━━━ MATERIAL FOR THIS TASK ━━━

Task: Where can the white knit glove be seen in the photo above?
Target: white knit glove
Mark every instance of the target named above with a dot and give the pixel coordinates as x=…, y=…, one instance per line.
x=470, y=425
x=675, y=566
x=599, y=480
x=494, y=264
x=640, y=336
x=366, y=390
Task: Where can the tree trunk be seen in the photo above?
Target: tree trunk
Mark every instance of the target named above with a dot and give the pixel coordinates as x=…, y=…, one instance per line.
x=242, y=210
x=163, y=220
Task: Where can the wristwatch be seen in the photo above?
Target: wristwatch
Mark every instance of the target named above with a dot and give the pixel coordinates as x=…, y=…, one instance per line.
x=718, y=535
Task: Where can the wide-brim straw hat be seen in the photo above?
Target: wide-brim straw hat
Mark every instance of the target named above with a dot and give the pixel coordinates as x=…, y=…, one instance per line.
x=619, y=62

━━━
━━━ MATERIAL FOR THIS TASK ━━━

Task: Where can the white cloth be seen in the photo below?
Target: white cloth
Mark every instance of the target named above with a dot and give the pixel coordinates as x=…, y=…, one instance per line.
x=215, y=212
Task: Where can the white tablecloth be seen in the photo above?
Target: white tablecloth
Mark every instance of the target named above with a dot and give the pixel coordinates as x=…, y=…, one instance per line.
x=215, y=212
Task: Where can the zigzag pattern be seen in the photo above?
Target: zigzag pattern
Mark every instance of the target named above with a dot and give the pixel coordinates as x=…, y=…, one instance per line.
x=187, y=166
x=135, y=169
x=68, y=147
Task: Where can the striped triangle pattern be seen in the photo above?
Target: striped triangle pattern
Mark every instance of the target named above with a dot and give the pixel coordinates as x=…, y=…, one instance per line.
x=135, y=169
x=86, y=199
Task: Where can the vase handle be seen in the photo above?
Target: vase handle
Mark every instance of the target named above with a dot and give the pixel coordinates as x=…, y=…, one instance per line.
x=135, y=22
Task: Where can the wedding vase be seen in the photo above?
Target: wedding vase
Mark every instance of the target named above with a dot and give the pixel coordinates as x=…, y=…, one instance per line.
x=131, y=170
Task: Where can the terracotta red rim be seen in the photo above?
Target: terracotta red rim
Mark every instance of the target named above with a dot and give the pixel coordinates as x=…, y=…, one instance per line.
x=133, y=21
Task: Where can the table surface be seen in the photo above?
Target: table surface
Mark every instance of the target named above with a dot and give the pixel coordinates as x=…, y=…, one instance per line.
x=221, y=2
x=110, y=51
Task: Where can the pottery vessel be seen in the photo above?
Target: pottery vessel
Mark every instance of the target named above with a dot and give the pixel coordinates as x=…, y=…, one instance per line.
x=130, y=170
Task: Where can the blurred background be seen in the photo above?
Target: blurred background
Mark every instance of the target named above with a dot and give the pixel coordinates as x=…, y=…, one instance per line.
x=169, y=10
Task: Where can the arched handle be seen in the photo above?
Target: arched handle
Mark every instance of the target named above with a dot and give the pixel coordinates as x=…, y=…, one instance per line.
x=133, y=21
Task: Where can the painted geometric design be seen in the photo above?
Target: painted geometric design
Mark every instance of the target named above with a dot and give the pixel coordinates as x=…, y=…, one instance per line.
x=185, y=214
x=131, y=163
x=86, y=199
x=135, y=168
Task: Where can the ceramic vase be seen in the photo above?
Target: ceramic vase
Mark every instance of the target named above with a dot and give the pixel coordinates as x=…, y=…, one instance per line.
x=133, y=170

━━━
━━━ MATERIAL FOR THIS TASK ━━━

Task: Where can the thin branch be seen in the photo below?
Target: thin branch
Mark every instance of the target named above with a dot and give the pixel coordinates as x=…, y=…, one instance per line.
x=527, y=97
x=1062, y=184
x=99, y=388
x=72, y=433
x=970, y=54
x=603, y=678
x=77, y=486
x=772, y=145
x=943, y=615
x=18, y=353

━━━

- _AIM OF THE EXERCISE_: Using the data above, extract exactly the lines from the one that holds "Task: Where can the white knit" to the one that holds "Target: wide-brim straw hat", both ends included, and no others.

- _RESULT_:
Task: Where can the white knit glove be seen in the photo above?
Target: white knit glove
Mark every instance of the target named above with a dot and give the pixel coordinates as x=…, y=…, one instance per line.
x=470, y=425
x=675, y=566
x=599, y=480
x=494, y=264
x=640, y=336
x=366, y=390
Task: Where can the tree trunk be seen in the photo above?
Target: tree trunk
Mark every instance of the target named above with a dot and give the pixel coordinates as x=…, y=…, one instance per line.
x=242, y=210
x=163, y=220
Task: Where can the wristwatch be seen in the photo above?
Target: wristwatch
Mark every instance of the target named above with a dot and give the pixel coordinates as x=…, y=…, one instance per line.
x=718, y=535
Task: Where can the wide-brim straw hat be seen in the photo above?
Target: wide-brim straw hat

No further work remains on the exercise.